■ What you need to do: According to the article on active surveillance in prostate cancer, where and around what year was the term "active surveillance" coined?

■ Passage provided:
* * *
Active Surveillance Continues to Rise in Low- to Intermediate-Risk Prostate Cancer


In an interview with Targeted Oncology, William J. Catalona, MD, reviewed the history of active surveillance in the prostate cancer space and how the practice has become more widespread in the United States.

William J. Catalona, MD

William J. Catalona, MD

Across major guidelines, active surveillance is a recommended strategy for disease management in patients with low-risk prostate cancer. However, in clinical practice, there is still variability in whether oncologists choose to surveil or treat their patients.

New research based on AQUA Registry data shows a rapid increase in active surveillance for patients with low-risk prostate cancer in the past 10 years, but the variability in adoption still exists. The cohort evaluated included 84,596 men with newly-diagnosed prostate cancer who were treated between 2014 and 2019.

The patient population had a median age of 66 (61-72), and was 79.6% White, 15.9% Black, 1.8% Asian/Pacific Islander, 0.3% Native American, and 2.5% Other. Overall, 20.3% of the population was classified as low-risk.

Results from the study showed that active surveillance rates in the low-risk prostate cancer population increased from 29.6% in 2014 to 49.5% in 2019. In the intermediate-risk population, active surveillance rates rose from 10.4% in 2014 to 20.4% in 2019.

In an interview with Targeted Oncology™, William J. Catalona, MD, professor of Urology at Northwestern Medicine, Feinberg School of Medicine, reviewed the history of active surveillance in the prostate cancer space and how the practice has become more widespread in the United States.

TARGETED ONCOLOGY: How has active surveillance of patients with prostate cancer evolved over the years?

Catalona: Looking back, active surveillance was coined in England around 1990. At that time, almost all prostate cancers were detected in very advanced stages, and PSA screening had not been developed. But with the advent of PSA screening around 1990, they began to identify very low-risk prostate cancer in some very old and sick men. At that time, all these men were treated with radiation therapy, because surgery for prostate cancer had not really developed in England either. They thought to themselves, why should we put these elderly men who have a short life expectancy through radiation, and why don't we just watch them and see how they do. So, they did, and they called that active surveillance.

What they learned was that a lot of them live longer than anticipated. Some of them did very well for a long time, and their disease didn't progress. The concept of active surveillance then began came to the United States and Canada, and around the world, and younger men and healthier men became eligible, and it's still evolving at the present time.

What challenges do oncologists sometimes face when choosing surveillance over treatment?
* * *
[Saved entries]
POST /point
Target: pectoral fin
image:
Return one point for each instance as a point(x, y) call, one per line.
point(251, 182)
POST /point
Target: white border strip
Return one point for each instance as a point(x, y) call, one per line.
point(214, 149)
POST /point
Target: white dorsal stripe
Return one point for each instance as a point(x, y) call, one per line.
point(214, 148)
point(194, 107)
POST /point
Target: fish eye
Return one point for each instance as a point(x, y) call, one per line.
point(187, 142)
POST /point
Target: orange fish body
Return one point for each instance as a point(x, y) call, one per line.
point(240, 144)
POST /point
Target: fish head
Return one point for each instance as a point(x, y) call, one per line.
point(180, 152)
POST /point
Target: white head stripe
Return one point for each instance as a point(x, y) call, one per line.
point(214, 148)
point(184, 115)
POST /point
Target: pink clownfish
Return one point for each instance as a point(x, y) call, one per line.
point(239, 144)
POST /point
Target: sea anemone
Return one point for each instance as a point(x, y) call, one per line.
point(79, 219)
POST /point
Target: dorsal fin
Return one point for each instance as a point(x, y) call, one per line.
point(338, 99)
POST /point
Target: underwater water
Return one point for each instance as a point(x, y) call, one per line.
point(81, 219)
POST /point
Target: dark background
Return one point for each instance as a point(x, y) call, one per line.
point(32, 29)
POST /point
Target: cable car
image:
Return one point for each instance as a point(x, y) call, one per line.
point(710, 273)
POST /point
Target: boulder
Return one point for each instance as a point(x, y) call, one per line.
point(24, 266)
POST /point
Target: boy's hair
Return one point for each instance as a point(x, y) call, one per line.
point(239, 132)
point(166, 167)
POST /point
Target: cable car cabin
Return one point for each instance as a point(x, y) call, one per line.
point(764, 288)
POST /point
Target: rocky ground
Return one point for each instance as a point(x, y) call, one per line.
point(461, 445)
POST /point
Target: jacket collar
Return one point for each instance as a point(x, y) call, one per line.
* * *
■ Answer section: In England, around 1990.